[Items from a data collection]
════════════════

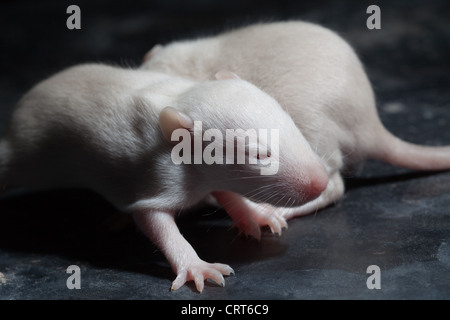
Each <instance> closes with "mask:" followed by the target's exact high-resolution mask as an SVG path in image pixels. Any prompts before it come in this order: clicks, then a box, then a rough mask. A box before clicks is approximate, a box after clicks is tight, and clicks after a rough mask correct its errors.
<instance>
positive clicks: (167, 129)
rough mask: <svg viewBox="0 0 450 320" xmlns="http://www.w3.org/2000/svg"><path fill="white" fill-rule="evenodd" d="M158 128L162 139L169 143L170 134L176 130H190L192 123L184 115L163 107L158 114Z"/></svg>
mask: <svg viewBox="0 0 450 320" xmlns="http://www.w3.org/2000/svg"><path fill="white" fill-rule="evenodd" d="M159 127H160V128H161V131H162V133H163V134H164V137H166V139H167V140H168V141H169V142H171V137H172V132H173V131H174V130H176V129H192V128H193V127H194V121H193V120H192V119H191V118H190V117H189V116H188V115H187V114H185V113H183V112H181V111H178V110H177V109H175V108H172V107H165V108H164V109H162V111H161V112H160V114H159Z"/></svg>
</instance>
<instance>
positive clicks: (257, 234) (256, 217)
mask: <svg viewBox="0 0 450 320" xmlns="http://www.w3.org/2000/svg"><path fill="white" fill-rule="evenodd" d="M245 202H246V203H247V205H248V208H249V209H250V210H249V211H248V213H247V214H246V215H241V216H240V217H239V219H236V220H237V221H234V226H236V227H237V228H238V229H239V230H240V231H241V232H243V233H244V234H245V235H247V236H252V237H254V238H256V239H257V240H261V227H264V226H269V228H270V231H271V232H272V233H274V234H278V235H281V232H282V229H283V228H286V229H287V226H288V225H287V222H286V220H285V219H284V218H283V216H282V215H281V210H280V209H277V208H275V207H273V206H271V205H268V204H257V203H254V202H252V201H250V200H247V199H245Z"/></svg>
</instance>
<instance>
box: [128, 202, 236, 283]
mask: <svg viewBox="0 0 450 320" xmlns="http://www.w3.org/2000/svg"><path fill="white" fill-rule="evenodd" d="M133 217H134V219H135V221H136V223H137V225H138V226H139V227H140V228H141V230H142V231H143V232H144V233H145V234H146V235H147V236H148V237H149V238H150V239H151V240H152V241H153V242H154V243H155V245H157V246H158V248H160V249H161V251H162V252H163V253H164V255H165V257H166V258H167V260H168V261H169V263H170V265H171V267H172V269H173V271H174V272H175V273H176V274H177V277H176V278H175V280H174V281H173V282H172V287H171V290H177V289H178V288H180V287H181V286H182V285H183V284H184V283H186V282H187V281H194V282H195V287H196V288H197V290H198V291H199V292H202V291H203V287H204V281H205V280H206V279H211V280H213V281H214V282H216V283H217V284H219V285H221V286H224V285H225V280H224V278H223V275H230V274H234V271H233V269H231V268H230V267H229V266H227V265H225V264H221V263H208V262H205V261H203V260H201V259H200V258H199V257H198V255H197V253H196V252H195V250H194V249H193V248H192V246H191V245H190V244H189V243H188V242H187V241H186V239H185V238H184V237H183V236H182V235H181V233H180V231H179V230H178V227H177V225H176V223H175V219H174V216H173V213H168V212H161V211H150V210H148V211H138V212H135V213H134V214H133Z"/></svg>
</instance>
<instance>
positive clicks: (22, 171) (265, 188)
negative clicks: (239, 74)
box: [0, 64, 328, 291]
mask: <svg viewBox="0 0 450 320" xmlns="http://www.w3.org/2000/svg"><path fill="white" fill-rule="evenodd" d="M216 78H217V80H216V79H214V80H212V81H206V82H196V81H192V80H186V79H183V78H180V77H176V76H169V75H166V74H162V73H157V72H150V71H143V70H131V69H122V68H117V67H111V66H106V65H96V64H88V65H81V66H76V67H72V68H69V69H67V70H65V71H62V72H60V73H58V74H56V75H54V76H52V77H50V78H49V79H47V80H44V81H42V82H41V83H39V84H38V85H36V86H35V87H34V88H32V89H31V90H30V91H29V92H28V93H27V94H26V95H25V96H24V97H23V98H22V99H21V101H20V102H19V103H18V105H17V107H16V108H15V110H14V112H13V115H12V118H11V121H10V123H9V127H8V129H7V131H6V134H5V136H4V137H3V139H2V140H1V141H0V185H1V186H2V188H3V189H5V188H11V187H17V186H20V187H27V188H58V187H82V188H89V189H91V190H94V191H96V192H97V193H99V194H101V195H103V196H104V197H105V198H106V199H107V200H109V201H110V202H111V203H113V204H114V205H115V206H116V207H117V208H119V209H120V210H123V211H125V212H130V213H131V214H132V215H133V217H134V219H135V221H136V223H137V225H138V226H139V227H140V229H141V230H142V231H143V232H144V233H145V234H146V235H147V236H148V237H149V238H150V239H151V240H152V241H153V242H154V243H155V244H156V245H157V246H158V247H159V248H160V249H161V250H162V252H163V253H164V254H165V256H166V258H167V259H168V261H169V263H170V265H171V267H172V269H173V271H174V272H175V273H176V274H177V277H176V279H175V281H174V282H173V284H172V289H173V290H176V289H178V288H179V287H180V286H182V285H183V284H184V283H185V282H186V281H190V280H193V281H195V285H196V288H197V289H198V290H199V291H202V290H203V286H204V280H205V279H206V278H210V279H212V280H213V281H215V282H217V283H218V284H221V285H223V284H224V278H223V275H229V274H231V273H232V272H233V270H232V269H231V268H230V267H229V266H227V265H224V264H218V263H215V264H210V263H207V262H205V261H203V260H201V259H200V258H199V257H198V256H197V254H196V252H195V251H194V249H193V248H192V247H191V246H190V245H189V243H188V242H187V241H186V240H185V239H184V238H183V236H182V235H181V234H180V232H179V230H178V228H177V226H176V224H175V219H174V216H175V214H176V213H177V212H179V211H180V210H182V209H186V208H189V207H192V206H193V205H196V204H198V203H201V202H202V201H203V200H204V199H205V198H207V197H209V196H210V195H213V196H214V197H216V199H217V200H218V201H219V202H220V203H222V204H224V206H225V207H226V208H227V211H228V213H229V214H230V216H231V217H232V219H233V220H234V221H235V223H236V225H238V226H239V227H241V229H244V230H250V231H251V232H253V234H257V232H258V231H259V227H260V226H263V225H268V226H269V227H270V228H271V229H272V231H273V232H277V233H280V232H281V229H282V228H283V227H285V226H286V223H285V220H284V218H282V217H278V216H277V215H272V214H271V212H269V213H267V212H266V213H265V212H261V211H256V210H251V208H250V209H249V210H247V209H245V208H246V206H247V204H246V201H250V200H247V199H246V200H245V201H238V202H235V203H231V202H230V201H231V200H233V198H235V197H236V196H237V195H239V197H242V196H245V197H246V198H248V199H251V200H253V201H256V202H267V203H270V204H271V205H283V206H290V205H295V206H299V205H301V204H304V203H307V202H308V201H310V200H312V199H314V198H316V197H318V196H319V195H320V193H321V192H322V191H323V190H324V189H325V188H326V186H327V184H328V177H327V174H326V172H325V169H324V167H323V166H322V164H321V161H320V159H319V158H318V157H317V156H316V154H315V153H314V152H313V151H312V150H311V148H310V145H309V144H308V142H307V141H306V140H305V139H304V137H303V136H302V134H301V133H300V131H299V130H298V128H297V127H296V126H295V124H294V122H293V121H292V119H291V117H290V116H289V115H288V114H287V113H286V112H285V111H284V110H283V109H282V108H281V106H280V105H279V104H278V103H277V102H276V101H275V100H274V99H273V98H272V97H270V96H269V95H267V94H266V93H264V92H263V91H261V90H259V89H258V88H257V87H255V86H254V85H252V84H250V83H248V82H246V81H244V80H241V79H240V78H239V77H237V76H236V75H235V74H232V73H230V72H221V73H218V74H217V75H216ZM197 121H201V122H197ZM199 125H200V126H201V128H200V129H199ZM232 129H236V130H235V131H234V132H235V135H234V136H233V135H231V134H230V135H229V134H228V133H229V130H232ZM237 129H241V131H238V130H237ZM252 129H254V130H255V131H254V132H258V131H256V130H259V132H260V133H261V132H263V133H264V132H271V133H272V132H273V133H274V134H273V135H271V136H270V139H269V135H268V134H266V135H264V134H259V135H258V136H257V139H252V138H254V137H252V136H251V135H250V134H249V132H252V131H251V130H252ZM214 130H215V131H214ZM248 130H250V131H248ZM264 130H266V131H264ZM231 132H233V131H231ZM221 133H223V136H222V135H221ZM225 133H226V134H225ZM275 133H276V134H275ZM286 136H288V137H289V139H288V140H286V139H278V137H286ZM191 138H192V140H191ZM245 138H247V140H245ZM199 139H200V140H199ZM235 139H236V141H243V142H244V144H245V145H244V147H245V148H244V149H239V145H237V143H236V145H235ZM185 140H186V141H185ZM181 143H184V146H185V147H186V148H185V149H182V148H180V145H181ZM191 145H193V148H192V149H191V148H190V147H191ZM213 146H215V147H216V148H214V150H215V151H214V152H212V151H211V149H212V147H213ZM229 147H230V148H231V153H229ZM175 148H177V149H175ZM224 149H226V152H225V150H224ZM174 150H177V152H174ZM208 150H209V151H210V153H209V158H208V157H206V158H205V159H202V157H205V156H208V152H207V151H208ZM222 151H224V152H223V154H221V152H222ZM213 156H214V159H215V161H216V162H213V163H211V158H213ZM241 156H242V157H243V158H245V161H244V162H241V163H240V162H239V161H234V160H235V158H239V157H241ZM180 157H181V158H182V160H183V159H184V160H185V162H184V163H181V164H177V163H176V162H178V161H179V160H180V159H179V158H180ZM191 159H194V163H191V162H190V161H191ZM208 159H209V160H208ZM207 161H209V163H206V162H207ZM188 163H190V164H188ZM220 163H223V164H220ZM273 169H275V170H273ZM267 173H268V174H267ZM242 199H244V198H242ZM252 203H253V202H252ZM243 208H244V210H243ZM255 225H256V226H257V228H255Z"/></svg>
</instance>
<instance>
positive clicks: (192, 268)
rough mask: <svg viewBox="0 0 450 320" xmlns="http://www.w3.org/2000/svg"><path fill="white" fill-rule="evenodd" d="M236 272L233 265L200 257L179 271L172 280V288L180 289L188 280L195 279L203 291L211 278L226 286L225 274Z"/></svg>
mask: <svg viewBox="0 0 450 320" xmlns="http://www.w3.org/2000/svg"><path fill="white" fill-rule="evenodd" d="M231 274H234V271H233V269H232V268H231V267H229V266H227V265H225V264H221V263H208V262H205V261H203V260H200V259H198V261H196V262H194V263H191V264H189V265H188V266H187V267H186V268H184V269H182V270H180V271H178V274H177V277H176V278H175V280H174V281H173V282H172V287H171V288H170V290H172V291H174V290H177V289H179V288H180V287H181V286H182V285H184V284H185V283H186V282H187V281H194V283H195V287H196V288H197V290H198V292H200V293H201V292H202V291H203V288H204V285H205V280H206V279H211V280H212V281H214V282H215V283H217V284H218V285H220V286H222V287H223V286H225V279H224V278H223V276H224V275H225V276H229V275H231Z"/></svg>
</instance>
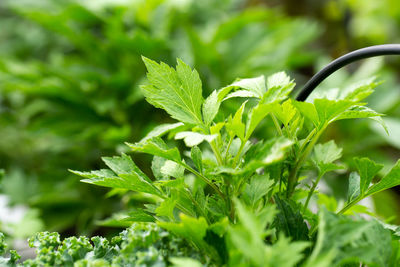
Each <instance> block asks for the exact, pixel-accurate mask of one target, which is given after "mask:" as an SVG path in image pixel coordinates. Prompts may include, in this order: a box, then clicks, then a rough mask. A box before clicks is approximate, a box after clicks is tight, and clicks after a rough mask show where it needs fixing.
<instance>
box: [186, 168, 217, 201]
mask: <svg viewBox="0 0 400 267" xmlns="http://www.w3.org/2000/svg"><path fill="white" fill-rule="evenodd" d="M180 164H181V165H182V166H183V167H185V168H186V169H187V170H188V171H190V172H191V173H193V174H194V175H196V176H197V177H199V178H200V179H202V180H203V181H204V182H206V183H207V184H208V185H209V186H210V187H211V188H212V189H214V191H215V192H216V193H217V194H218V195H219V196H220V197H221V198H222V199H225V195H224V194H223V193H222V192H221V190H220V189H219V188H218V186H216V185H215V184H214V183H213V182H211V181H210V180H208V179H207V177H205V176H204V175H202V174H201V173H199V172H197V171H196V170H195V169H193V168H192V167H190V166H189V165H187V164H186V163H184V162H181V163H180Z"/></svg>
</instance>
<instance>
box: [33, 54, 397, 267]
mask: <svg viewBox="0 0 400 267" xmlns="http://www.w3.org/2000/svg"><path fill="white" fill-rule="evenodd" d="M144 62H145V64H146V67H147V70H148V75H147V76H148V81H149V82H148V83H147V84H145V85H143V86H142V90H143V93H144V95H145V97H146V100H147V101H148V102H149V103H151V104H152V105H154V106H156V107H158V108H162V109H164V110H165V111H166V112H167V113H168V114H169V115H170V116H171V117H172V118H174V119H176V120H177V121H178V122H177V123H172V124H163V125H159V126H157V127H156V128H155V129H154V130H152V131H151V132H150V133H148V135H147V136H146V137H144V138H143V139H142V140H141V141H139V142H137V143H133V144H130V143H128V144H127V145H128V146H129V147H130V148H131V149H132V150H133V151H134V152H137V153H146V154H150V155H152V156H153V163H152V171H153V177H149V176H148V175H146V174H145V173H144V172H143V171H141V170H140V169H139V168H138V166H137V165H136V164H135V163H134V161H133V160H132V159H131V158H130V157H129V156H128V155H125V154H122V155H121V156H116V157H107V158H103V161H104V162H105V164H106V165H107V166H108V169H101V170H97V171H91V172H80V171H73V173H75V174H78V175H80V176H83V177H84V178H85V179H83V180H82V181H83V182H86V183H90V184H95V185H100V186H105V187H110V188H113V189H114V190H127V191H133V192H135V193H136V194H137V199H141V200H142V201H141V202H140V204H138V205H137V207H136V208H135V209H134V210H132V211H130V212H129V213H128V214H125V215H124V216H123V217H122V218H120V220H122V221H124V222H125V223H126V222H135V223H134V224H133V226H131V228H129V229H128V230H127V232H124V233H122V234H121V235H120V237H117V238H115V239H113V241H111V243H109V242H108V241H106V240H105V239H101V238H97V237H96V238H93V239H92V243H93V245H92V244H91V243H90V242H89V240H88V239H85V238H83V237H82V238H79V239H76V238H69V239H65V240H64V241H63V242H62V245H61V241H60V240H59V237H58V235H57V234H48V233H44V234H39V235H38V236H37V237H36V238H35V239H33V241H31V244H32V246H34V247H37V248H38V249H39V255H43V257H41V256H39V257H38V258H36V259H35V260H31V261H27V262H26V264H28V266H29V264H32V266H35V265H33V263H34V262H35V261H36V262H35V263H36V264H38V263H39V262H40V264H50V265H51V264H59V265H66V264H67V262H69V263H68V264H71V265H72V263H73V262H75V264H76V265H75V266H92V265H90V264H94V263H95V262H96V263H97V264H100V262H101V264H102V265H104V266H107V265H111V264H117V265H118V264H120V265H123V264H127V263H128V262H129V263H131V264H133V265H135V264H136V265H137V266H139V265H140V264H142V263H143V264H145V265H146V264H147V265H149V266H151V265H156V262H158V261H159V263H160V264H161V266H165V265H171V264H174V265H176V266H188V265H190V264H191V265H192V266H201V265H208V266H223V265H227V266H307V267H308V266H344V265H346V266H360V264H361V265H368V266H397V265H398V264H399V262H400V258H399V249H400V246H399V241H398V237H399V235H398V227H397V226H394V225H388V224H385V223H384V222H382V221H380V220H379V219H378V218H376V217H374V216H373V213H371V211H368V209H366V208H365V207H363V206H361V205H359V204H358V203H359V201H361V200H362V199H364V198H366V197H368V196H371V195H374V194H376V193H378V192H380V191H382V190H385V189H388V188H391V187H394V186H397V185H400V161H398V162H397V163H396V164H395V165H394V166H393V167H392V168H391V170H390V171H389V172H388V173H382V172H381V170H382V165H380V164H377V163H375V162H373V161H372V160H370V159H368V158H354V166H355V169H354V171H353V172H350V174H349V182H348V184H349V186H348V197H347V200H346V202H345V203H340V204H339V205H338V204H337V202H336V201H335V200H334V199H333V198H332V197H330V196H329V195H327V194H324V193H323V192H318V191H317V188H318V187H317V186H318V184H319V183H320V182H321V181H323V180H324V176H325V175H326V173H328V172H331V173H335V172H338V171H340V172H343V171H346V170H347V167H346V165H344V164H343V163H338V161H339V160H340V158H341V154H342V149H341V148H339V147H337V145H336V144H335V142H334V141H329V142H326V143H318V140H319V138H320V136H321V135H322V134H323V132H324V131H325V129H326V128H327V127H329V125H330V124H332V123H333V122H335V121H338V120H344V119H356V118H370V119H373V120H375V121H378V122H379V123H381V124H382V125H383V127H385V125H384V124H383V121H382V120H381V116H382V114H379V113H377V112H375V111H374V110H372V109H370V108H368V107H367V106H366V105H365V104H366V103H365V102H364V99H365V98H366V97H367V96H368V95H370V94H371V93H372V92H373V88H374V87H375V86H376V85H377V83H376V82H373V81H371V80H369V81H366V82H364V83H361V84H360V83H359V84H358V85H356V86H353V87H348V88H346V89H345V90H344V91H343V92H341V93H339V92H338V91H337V90H333V91H330V92H327V93H326V94H325V95H323V96H320V97H318V98H314V99H313V101H312V102H298V101H296V100H292V99H290V98H288V96H289V94H290V93H291V91H292V89H293V88H294V85H295V84H294V83H293V81H292V80H291V79H290V78H289V77H288V76H287V75H286V74H285V73H283V72H280V73H276V74H274V75H271V76H269V77H268V78H267V79H266V80H265V78H264V77H263V76H260V77H256V78H251V79H240V80H237V81H235V82H234V83H232V84H231V85H229V86H226V87H223V88H221V89H219V90H216V91H213V92H212V93H211V94H210V95H209V96H208V97H207V98H205V99H203V96H202V95H203V92H202V84H201V80H200V78H199V75H198V73H197V72H196V71H195V70H192V69H191V68H190V67H189V66H188V65H186V64H185V63H183V62H182V61H180V60H178V64H177V66H176V69H173V68H171V67H169V66H168V65H166V64H164V63H160V64H158V63H156V62H154V61H152V60H149V59H147V58H144ZM236 97H240V98H244V99H245V101H244V102H243V103H242V104H241V105H240V107H238V109H237V111H236V112H234V113H233V114H223V113H222V112H221V111H220V107H221V105H222V104H223V103H224V102H225V101H230V99H231V98H236ZM268 121H270V123H272V124H273V125H275V127H276V136H273V137H270V138H269V139H267V140H258V139H255V138H253V133H254V130H255V129H256V128H257V127H259V125H260V124H261V123H268ZM165 136H169V137H174V139H176V140H183V142H184V144H185V145H186V147H187V149H185V150H184V152H183V153H181V152H180V150H179V149H178V148H177V147H174V146H170V145H169V144H168V142H166V140H165V138H163V137H165ZM343 169H344V170H343ZM310 204H312V205H314V206H315V208H316V209H315V210H317V212H316V213H315V212H314V211H313V210H314V209H312V210H311V209H310V207H309V206H310ZM362 213H367V214H369V215H372V216H370V218H369V219H364V218H362V217H361V216H360V214H362ZM143 227H144V228H143ZM161 229H162V230H161ZM143 231H145V232H146V234H145V235H144V236H142V234H141V233H143ZM164 236H165V237H168V238H166V239H164ZM121 240H122V241H121ZM53 241H54V242H56V244H54V245H52V244H50V243H51V242H53ZM49 242H50V243H49ZM137 242H139V243H137ZM175 244H176V245H175ZM180 246H181V247H180ZM183 248H185V249H183ZM150 250H152V251H153V250H154V251H153V252H152V253H150V252H149V251H150ZM66 255H68V256H66ZM74 255H78V256H76V257H75V256H74ZM96 255H97V256H96ZM99 255H103V256H101V257H100V256H99ZM104 255H107V256H104ZM143 257H145V258H143ZM79 264H80V265H79Z"/></svg>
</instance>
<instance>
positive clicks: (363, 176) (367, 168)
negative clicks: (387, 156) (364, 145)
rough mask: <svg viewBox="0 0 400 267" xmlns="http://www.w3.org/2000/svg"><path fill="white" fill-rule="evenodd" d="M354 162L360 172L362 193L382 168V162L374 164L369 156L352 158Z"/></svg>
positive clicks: (360, 179) (370, 183)
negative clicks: (379, 163)
mask: <svg viewBox="0 0 400 267" xmlns="http://www.w3.org/2000/svg"><path fill="white" fill-rule="evenodd" d="M354 164H355V165H356V168H357V171H358V173H359V174H360V192H361V194H364V193H365V192H366V191H367V189H368V187H369V185H370V184H371V181H372V179H373V178H374V177H375V175H377V174H378V172H379V171H380V170H381V169H382V168H383V164H376V163H375V162H373V161H372V160H370V159H369V158H354Z"/></svg>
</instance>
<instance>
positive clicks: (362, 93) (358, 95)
mask: <svg viewBox="0 0 400 267" xmlns="http://www.w3.org/2000/svg"><path fill="white" fill-rule="evenodd" d="M374 80H375V77H373V78H369V79H367V80H365V81H361V82H358V83H357V84H354V85H352V86H349V87H347V88H345V89H344V90H342V93H341V94H340V99H345V100H350V101H353V102H360V101H362V100H364V99H365V98H367V97H368V96H369V95H370V94H372V93H373V92H374V88H375V87H376V86H377V85H379V83H376V82H374Z"/></svg>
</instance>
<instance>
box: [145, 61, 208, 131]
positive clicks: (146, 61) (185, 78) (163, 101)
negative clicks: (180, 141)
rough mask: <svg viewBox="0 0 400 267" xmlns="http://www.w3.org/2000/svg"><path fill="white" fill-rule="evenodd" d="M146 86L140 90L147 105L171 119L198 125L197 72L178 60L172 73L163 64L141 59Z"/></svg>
mask: <svg viewBox="0 0 400 267" xmlns="http://www.w3.org/2000/svg"><path fill="white" fill-rule="evenodd" d="M143 61H144V63H145V65H146V68H147V71H148V73H147V78H148V80H149V82H150V85H144V86H142V87H141V89H142V91H143V94H144V95H145V97H146V99H147V101H148V102H149V103H150V104H152V105H154V106H156V107H159V108H163V109H164V110H165V111H167V112H168V114H170V115H171V116H172V117H173V118H175V119H177V120H179V121H181V122H184V123H189V124H196V125H197V124H202V116H201V105H202V103H203V97H202V89H201V80H200V78H199V75H198V73H197V71H195V70H192V69H191V68H190V67H189V66H188V65H186V64H185V63H183V62H182V61H181V60H179V59H178V64H177V67H176V71H175V70H174V69H173V68H171V67H169V66H168V65H167V64H165V63H162V62H161V63H160V64H158V63H156V62H155V61H152V60H150V59H148V58H145V57H143Z"/></svg>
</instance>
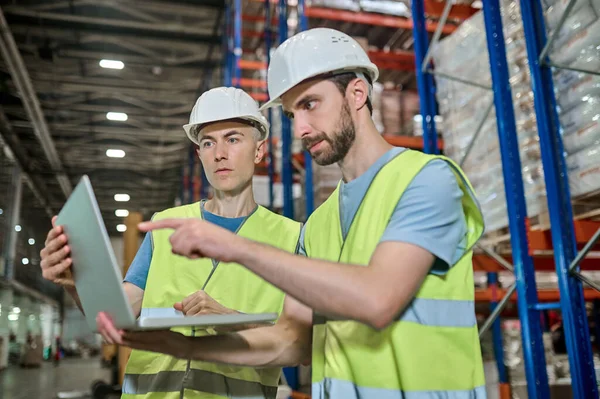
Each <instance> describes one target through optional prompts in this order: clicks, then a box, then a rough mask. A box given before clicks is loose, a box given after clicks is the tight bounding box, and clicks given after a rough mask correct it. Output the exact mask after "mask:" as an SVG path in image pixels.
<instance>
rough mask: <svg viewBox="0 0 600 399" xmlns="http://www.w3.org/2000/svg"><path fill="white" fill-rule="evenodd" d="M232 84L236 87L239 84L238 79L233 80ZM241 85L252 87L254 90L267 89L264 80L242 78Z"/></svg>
mask: <svg viewBox="0 0 600 399" xmlns="http://www.w3.org/2000/svg"><path fill="white" fill-rule="evenodd" d="M232 84H233V85H234V86H235V85H237V84H238V80H237V79H232ZM239 84H240V86H242V87H250V88H253V89H265V90H266V89H267V82H265V81H264V80H262V79H248V78H240V80H239Z"/></svg>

════════════════

▶ [Activity]: Copy out every line in the items above that contains the string "image".

▶ [Task result]:
Each <instance> closes with "mask:" followed by the target's exact high-resolution mask as an SVG path in image pixels. Any prompts before it come in this order: clicks, then a box, then a rough mask. A box before clicks is approximate, a box after clicks is tight, and clicks after a rough mask correct its errors.
Each <instance> block asks for the exact, pixel-accurate mask of one target, which is given after "mask:" as an SVG path in image pixel coordinates. Prompts may include, in this order: a box, then clicks, then a rough mask. A box before clicks is approximate, a box after clicks is tight, and clicks after a rough mask show where it needs fixing.
Each <instance> describes one target through optional prompts in this order: clicks, then a box, then a rough mask. A box given before clicks is loose, a box given after clicks is the tight bounding box, and clicks given after a rough mask correct it. Output the exact mask after "mask:" as an SVG path in image pixels.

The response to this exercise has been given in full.